== TEXTE SUPPORT ==
# # # # #
Représentant souvent la seule stratégie d’adaptation disponible, le déplacement expose cependant les personnes déplacées à l’intérieur de leur propre pays (PDI) et les réfugiés à des situations encore plus précaires, tout en soulevant des défis importants pour les communautés d’accueil.

À travers une exploration initiale des interconnexions complexes entre déplacement de masse et extrémisme violent, il ressort que cette situation constitue à la fois l’un des symptômes les plus tangibles et un facteur potentiellement aggravant de la crise qui sévit au Sahel.

Plus précisément, ce déplacement massif des populations résulte de la montée de la violence armée qui sévit dans la région. De plus, cette situation perpétue les conditions propices à l’extrémisme violent en augmentant les tensions et les griefs locaux qui sont connus pour être exploités par des groupes extrémistes violents.

Au Mali, on compte près de 400 000 personnes déplacées internes. À ceux-ci s’ajoutent plus de 200 000 de nos compatriotes toujours réfugiés dans les pays voisins tels que la Mauritanie, le Niger et le Burkina Faso.

Fuyant les conflits, ces personnes sont dans une vulnérabilité extrême. Même en dehors du pays, elles sont souvent victimes d’attaques terroristes perpétrées au niveau des camps où elles vivent. Elles sont confrontées à des conditions de vie très précaires. Les assistances qui leur sont apportées sont très en deçà de leurs besoins.
# # # # #
== DONNÉES SOURCES ==
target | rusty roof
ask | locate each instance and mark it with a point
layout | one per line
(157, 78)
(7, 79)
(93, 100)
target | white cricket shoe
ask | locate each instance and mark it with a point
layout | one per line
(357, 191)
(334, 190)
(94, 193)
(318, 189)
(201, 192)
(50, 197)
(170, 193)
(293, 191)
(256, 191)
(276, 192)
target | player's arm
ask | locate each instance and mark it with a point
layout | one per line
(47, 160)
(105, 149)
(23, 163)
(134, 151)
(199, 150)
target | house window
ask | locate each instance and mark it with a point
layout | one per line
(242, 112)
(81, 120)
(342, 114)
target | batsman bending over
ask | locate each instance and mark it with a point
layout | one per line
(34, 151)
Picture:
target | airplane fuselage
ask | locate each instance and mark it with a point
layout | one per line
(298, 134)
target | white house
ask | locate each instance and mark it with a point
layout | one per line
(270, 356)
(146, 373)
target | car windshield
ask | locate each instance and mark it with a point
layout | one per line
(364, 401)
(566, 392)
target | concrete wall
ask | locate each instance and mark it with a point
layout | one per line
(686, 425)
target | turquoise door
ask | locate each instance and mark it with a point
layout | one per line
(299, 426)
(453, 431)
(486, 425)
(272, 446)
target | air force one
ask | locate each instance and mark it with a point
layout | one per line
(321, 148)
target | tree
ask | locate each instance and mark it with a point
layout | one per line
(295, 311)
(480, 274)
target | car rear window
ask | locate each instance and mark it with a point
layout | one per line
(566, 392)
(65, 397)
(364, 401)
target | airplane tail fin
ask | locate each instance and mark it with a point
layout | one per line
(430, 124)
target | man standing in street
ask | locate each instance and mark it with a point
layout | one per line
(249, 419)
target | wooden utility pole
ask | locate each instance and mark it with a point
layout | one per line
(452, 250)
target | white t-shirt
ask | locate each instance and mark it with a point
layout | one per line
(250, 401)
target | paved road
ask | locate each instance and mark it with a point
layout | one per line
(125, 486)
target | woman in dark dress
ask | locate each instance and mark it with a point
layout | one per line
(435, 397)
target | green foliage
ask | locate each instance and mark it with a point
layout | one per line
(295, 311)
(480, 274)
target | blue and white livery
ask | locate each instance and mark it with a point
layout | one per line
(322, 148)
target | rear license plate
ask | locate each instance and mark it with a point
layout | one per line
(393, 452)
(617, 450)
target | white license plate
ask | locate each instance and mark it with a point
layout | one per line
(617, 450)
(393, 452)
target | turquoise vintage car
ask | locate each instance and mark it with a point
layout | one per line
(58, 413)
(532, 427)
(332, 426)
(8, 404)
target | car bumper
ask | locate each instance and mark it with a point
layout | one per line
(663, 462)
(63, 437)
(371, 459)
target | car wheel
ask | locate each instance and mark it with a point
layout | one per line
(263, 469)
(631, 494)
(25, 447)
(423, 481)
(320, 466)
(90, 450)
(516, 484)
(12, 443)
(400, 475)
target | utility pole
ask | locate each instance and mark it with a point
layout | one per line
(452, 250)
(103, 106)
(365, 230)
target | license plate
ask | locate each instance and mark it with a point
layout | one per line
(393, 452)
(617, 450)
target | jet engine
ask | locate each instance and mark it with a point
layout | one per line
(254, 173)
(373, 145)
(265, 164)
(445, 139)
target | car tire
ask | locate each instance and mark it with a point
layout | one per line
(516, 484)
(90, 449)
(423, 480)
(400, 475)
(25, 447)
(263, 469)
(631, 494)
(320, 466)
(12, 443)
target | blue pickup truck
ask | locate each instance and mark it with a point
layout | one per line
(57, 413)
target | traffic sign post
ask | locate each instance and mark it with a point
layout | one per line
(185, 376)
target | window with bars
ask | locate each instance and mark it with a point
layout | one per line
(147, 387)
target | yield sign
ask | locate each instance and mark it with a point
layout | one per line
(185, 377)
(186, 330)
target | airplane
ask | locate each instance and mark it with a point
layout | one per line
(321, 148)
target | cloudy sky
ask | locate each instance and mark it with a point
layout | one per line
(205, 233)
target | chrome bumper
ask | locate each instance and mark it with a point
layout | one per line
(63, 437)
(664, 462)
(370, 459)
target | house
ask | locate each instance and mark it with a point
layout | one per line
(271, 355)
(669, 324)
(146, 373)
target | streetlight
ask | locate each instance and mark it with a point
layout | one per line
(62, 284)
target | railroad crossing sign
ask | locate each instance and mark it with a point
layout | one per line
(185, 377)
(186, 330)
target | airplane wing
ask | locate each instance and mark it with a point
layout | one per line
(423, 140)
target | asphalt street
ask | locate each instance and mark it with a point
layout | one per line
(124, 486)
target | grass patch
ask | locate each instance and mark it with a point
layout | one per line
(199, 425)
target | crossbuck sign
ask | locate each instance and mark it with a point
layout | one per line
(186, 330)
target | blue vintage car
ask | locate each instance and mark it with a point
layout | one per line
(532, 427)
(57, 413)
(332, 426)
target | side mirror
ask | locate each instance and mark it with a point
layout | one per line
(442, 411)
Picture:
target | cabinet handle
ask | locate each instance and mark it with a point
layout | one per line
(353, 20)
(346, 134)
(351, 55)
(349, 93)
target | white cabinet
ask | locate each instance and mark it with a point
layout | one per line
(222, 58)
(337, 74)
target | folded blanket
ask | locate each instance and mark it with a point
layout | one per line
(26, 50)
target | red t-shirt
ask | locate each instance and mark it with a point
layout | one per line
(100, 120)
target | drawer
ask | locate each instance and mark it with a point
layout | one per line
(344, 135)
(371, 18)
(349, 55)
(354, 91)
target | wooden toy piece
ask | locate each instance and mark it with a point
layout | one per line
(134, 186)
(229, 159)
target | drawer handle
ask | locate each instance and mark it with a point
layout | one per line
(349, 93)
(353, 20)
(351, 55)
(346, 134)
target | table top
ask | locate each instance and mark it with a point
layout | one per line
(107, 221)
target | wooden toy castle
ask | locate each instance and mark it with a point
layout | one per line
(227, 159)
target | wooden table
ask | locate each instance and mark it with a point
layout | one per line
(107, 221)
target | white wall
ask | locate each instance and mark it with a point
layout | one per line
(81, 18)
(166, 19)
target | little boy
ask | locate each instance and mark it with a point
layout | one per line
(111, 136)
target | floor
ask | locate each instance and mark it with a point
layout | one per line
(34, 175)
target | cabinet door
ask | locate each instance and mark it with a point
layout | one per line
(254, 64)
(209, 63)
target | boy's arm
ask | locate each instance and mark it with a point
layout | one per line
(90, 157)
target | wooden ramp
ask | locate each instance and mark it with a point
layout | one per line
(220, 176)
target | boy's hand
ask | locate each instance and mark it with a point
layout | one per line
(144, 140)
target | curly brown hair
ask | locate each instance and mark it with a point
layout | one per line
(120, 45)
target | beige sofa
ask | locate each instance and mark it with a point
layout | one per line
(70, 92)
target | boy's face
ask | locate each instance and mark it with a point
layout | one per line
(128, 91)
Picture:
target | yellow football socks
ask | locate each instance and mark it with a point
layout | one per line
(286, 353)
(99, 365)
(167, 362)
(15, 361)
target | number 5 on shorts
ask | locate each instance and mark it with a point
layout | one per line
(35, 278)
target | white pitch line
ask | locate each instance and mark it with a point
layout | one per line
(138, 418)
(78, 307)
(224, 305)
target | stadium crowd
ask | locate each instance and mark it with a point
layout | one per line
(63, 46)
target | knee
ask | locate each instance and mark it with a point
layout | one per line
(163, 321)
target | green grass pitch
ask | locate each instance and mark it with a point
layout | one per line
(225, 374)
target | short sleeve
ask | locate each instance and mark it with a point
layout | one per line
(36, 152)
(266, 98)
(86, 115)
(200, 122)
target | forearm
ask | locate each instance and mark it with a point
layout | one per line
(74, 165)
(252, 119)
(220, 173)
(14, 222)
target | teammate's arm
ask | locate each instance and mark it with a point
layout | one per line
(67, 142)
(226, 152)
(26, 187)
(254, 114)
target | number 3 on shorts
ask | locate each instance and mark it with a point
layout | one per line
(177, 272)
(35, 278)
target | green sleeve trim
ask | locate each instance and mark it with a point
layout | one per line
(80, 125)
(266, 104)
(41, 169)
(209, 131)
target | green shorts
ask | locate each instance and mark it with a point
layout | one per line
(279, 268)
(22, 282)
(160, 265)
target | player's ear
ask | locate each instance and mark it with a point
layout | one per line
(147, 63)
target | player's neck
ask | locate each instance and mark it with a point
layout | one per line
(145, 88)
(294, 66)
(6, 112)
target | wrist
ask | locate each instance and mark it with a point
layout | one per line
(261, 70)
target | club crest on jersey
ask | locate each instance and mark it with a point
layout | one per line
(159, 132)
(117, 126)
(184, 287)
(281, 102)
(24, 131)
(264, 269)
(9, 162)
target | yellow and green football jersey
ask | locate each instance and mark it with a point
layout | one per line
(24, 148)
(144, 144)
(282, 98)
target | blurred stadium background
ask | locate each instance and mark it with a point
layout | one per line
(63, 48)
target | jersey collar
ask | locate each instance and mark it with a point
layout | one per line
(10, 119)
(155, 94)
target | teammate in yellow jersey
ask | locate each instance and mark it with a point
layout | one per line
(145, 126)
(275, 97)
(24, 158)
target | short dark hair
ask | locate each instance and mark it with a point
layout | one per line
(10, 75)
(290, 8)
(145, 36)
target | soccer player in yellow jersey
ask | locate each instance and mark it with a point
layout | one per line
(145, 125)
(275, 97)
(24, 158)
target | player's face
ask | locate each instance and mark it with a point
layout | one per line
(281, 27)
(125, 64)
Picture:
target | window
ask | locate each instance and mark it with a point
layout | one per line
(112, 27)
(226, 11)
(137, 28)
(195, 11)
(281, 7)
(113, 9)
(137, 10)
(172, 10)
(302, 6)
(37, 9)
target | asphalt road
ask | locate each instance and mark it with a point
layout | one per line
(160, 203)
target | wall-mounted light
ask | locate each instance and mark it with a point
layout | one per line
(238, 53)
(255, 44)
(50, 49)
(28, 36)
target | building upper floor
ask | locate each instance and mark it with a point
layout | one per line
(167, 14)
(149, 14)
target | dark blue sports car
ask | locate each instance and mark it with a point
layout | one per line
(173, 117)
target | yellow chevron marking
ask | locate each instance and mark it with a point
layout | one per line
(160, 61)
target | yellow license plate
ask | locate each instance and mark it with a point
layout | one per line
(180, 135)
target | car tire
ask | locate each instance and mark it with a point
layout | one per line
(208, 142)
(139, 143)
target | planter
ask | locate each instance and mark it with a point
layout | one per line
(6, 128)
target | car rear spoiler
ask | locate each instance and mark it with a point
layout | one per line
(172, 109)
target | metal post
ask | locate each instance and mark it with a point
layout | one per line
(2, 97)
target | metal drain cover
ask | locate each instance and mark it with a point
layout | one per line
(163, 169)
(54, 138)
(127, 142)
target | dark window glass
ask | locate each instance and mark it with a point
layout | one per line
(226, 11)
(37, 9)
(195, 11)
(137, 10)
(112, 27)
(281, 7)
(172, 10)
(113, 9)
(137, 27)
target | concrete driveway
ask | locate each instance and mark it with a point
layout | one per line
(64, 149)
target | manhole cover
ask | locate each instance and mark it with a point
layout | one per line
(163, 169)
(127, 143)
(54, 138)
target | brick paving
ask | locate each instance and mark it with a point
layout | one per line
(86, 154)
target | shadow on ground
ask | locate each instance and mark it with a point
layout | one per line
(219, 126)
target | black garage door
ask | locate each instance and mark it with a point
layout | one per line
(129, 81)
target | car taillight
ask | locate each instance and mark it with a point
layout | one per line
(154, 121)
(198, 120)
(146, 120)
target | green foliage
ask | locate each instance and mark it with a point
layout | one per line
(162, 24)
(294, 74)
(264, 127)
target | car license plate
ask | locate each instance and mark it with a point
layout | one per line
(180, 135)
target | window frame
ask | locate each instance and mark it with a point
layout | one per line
# # # # #
== EXERCICE A ==
Relevez tous les pays nommés dans le texte sur le déplacement au Sahel.
== EXERCICE B ==
Signalez chaque ligne des enregistrements qui contient la chaîne "teammate", en tenant compte de la casse.

== CORRIGÉ DÉTAILLÉ A ==
- Mali
- Mauritanie
- Niger
- Burkina Faso

== CORRIGÉ DÉTAILLÉ B ==
target | teammate's arm
target | teammate in yellow jersey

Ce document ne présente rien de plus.